§ **Task prompt**: Count the rows below that contain the string "stone", matching case exactly, and reply with that number alone.

# Start of Entries provided

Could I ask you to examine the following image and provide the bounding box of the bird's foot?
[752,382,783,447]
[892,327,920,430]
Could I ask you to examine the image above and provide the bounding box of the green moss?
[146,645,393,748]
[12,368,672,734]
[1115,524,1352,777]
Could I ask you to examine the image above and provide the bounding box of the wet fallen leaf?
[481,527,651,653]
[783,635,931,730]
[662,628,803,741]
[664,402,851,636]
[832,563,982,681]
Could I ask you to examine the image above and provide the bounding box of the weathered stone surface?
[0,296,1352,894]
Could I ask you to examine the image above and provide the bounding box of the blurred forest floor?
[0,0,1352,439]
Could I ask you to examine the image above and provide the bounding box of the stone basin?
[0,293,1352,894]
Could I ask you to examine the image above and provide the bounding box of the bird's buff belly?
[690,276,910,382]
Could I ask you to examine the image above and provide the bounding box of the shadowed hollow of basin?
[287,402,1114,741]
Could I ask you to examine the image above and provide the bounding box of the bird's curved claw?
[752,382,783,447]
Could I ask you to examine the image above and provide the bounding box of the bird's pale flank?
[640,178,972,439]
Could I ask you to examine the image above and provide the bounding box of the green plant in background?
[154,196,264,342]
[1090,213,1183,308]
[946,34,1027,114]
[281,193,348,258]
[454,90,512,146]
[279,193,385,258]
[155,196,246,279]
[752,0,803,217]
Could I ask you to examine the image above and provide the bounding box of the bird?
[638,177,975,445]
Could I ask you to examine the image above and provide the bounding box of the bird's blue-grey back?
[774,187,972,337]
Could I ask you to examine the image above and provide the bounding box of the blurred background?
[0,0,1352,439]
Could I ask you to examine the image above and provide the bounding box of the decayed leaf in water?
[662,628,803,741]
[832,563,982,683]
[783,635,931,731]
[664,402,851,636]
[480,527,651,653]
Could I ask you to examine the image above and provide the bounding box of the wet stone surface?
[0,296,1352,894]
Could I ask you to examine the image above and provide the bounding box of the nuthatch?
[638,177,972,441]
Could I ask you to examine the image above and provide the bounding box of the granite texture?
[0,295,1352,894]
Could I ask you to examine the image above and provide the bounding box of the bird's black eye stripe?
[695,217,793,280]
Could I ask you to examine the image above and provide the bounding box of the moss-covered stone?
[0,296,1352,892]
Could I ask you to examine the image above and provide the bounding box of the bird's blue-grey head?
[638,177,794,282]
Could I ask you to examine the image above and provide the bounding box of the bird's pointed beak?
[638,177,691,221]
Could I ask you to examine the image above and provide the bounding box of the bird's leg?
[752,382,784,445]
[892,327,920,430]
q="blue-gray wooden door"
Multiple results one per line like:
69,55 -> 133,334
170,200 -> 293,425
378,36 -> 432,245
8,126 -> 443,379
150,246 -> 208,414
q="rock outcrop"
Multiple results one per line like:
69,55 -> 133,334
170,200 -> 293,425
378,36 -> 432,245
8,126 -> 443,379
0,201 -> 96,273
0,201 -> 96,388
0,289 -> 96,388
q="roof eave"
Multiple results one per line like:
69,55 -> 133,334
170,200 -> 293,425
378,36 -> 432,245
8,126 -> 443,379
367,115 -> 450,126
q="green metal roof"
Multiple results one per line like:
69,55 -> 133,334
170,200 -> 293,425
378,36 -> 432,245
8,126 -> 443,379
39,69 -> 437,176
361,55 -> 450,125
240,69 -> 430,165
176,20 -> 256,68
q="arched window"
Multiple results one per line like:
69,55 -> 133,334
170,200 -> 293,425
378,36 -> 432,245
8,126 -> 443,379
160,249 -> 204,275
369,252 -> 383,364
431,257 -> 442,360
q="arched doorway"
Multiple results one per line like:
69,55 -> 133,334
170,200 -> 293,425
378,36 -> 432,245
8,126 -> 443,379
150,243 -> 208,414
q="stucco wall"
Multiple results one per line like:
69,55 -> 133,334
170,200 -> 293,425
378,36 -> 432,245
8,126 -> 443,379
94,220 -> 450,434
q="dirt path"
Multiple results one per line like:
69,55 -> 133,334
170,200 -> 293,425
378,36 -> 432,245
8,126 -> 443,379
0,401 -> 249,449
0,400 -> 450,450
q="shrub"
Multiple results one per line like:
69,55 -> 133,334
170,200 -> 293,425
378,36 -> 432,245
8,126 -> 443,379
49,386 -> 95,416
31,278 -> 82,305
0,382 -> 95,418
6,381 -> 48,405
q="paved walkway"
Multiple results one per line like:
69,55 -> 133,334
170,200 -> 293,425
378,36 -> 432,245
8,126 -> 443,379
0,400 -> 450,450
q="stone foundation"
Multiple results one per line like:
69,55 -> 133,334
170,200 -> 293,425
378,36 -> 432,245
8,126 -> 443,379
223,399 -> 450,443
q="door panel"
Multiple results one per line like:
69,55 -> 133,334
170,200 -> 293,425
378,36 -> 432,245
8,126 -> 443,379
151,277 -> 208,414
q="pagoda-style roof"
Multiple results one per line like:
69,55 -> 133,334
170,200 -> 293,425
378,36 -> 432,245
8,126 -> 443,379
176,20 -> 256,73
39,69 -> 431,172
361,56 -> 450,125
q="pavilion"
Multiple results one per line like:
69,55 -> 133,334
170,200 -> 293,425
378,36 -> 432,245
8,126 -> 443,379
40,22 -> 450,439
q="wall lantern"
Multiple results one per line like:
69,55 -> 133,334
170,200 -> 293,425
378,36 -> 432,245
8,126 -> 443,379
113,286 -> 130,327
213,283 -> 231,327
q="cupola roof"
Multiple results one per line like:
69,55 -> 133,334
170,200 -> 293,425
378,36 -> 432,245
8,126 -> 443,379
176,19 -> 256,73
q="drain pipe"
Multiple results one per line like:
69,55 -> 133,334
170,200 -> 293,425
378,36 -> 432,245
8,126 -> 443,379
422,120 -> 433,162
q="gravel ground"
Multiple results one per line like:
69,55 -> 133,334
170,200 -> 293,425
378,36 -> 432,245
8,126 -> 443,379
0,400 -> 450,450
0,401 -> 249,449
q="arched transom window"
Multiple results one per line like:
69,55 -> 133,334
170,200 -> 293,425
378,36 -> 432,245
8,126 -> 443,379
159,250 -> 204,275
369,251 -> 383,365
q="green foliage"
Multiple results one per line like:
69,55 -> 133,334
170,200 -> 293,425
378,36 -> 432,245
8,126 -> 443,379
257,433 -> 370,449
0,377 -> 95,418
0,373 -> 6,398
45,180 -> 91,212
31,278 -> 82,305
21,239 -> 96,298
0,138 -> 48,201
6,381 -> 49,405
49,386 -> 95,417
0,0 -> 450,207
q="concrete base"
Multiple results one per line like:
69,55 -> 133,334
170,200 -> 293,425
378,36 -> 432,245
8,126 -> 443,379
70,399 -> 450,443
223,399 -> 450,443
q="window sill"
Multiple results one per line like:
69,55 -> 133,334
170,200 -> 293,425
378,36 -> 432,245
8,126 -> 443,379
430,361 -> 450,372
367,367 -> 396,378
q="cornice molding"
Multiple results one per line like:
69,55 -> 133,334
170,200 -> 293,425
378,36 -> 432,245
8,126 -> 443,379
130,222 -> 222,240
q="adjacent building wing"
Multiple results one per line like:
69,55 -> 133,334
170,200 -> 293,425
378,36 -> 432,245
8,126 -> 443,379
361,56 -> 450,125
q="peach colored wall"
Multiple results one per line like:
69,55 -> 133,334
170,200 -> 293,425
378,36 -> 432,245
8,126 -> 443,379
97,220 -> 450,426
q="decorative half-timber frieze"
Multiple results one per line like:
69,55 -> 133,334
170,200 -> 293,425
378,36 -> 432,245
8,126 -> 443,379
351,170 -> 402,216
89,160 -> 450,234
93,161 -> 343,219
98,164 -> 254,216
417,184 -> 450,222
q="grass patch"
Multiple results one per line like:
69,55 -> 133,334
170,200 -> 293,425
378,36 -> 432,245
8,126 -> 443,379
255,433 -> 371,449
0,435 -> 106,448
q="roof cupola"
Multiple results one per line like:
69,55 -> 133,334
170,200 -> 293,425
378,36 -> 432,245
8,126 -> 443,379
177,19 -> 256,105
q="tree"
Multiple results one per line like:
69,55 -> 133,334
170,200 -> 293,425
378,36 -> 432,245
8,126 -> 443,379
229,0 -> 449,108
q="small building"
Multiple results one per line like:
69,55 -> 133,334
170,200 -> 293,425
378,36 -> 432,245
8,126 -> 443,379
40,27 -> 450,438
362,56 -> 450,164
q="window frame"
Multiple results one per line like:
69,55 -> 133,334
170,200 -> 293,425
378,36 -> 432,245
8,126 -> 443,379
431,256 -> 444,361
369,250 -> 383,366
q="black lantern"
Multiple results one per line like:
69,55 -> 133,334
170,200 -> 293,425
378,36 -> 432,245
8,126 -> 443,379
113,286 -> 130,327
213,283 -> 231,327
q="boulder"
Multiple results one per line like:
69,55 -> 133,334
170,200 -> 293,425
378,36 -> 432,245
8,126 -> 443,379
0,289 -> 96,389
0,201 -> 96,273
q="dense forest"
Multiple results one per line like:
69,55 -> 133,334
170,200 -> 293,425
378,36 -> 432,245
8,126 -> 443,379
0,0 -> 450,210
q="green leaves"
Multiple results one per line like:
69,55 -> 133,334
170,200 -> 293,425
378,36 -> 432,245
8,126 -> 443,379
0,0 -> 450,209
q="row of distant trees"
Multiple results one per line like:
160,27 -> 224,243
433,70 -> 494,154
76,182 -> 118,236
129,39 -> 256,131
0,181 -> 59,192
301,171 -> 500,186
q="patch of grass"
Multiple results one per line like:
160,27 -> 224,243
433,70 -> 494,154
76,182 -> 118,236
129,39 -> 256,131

# End of Entries provided

§ **Task output**: 5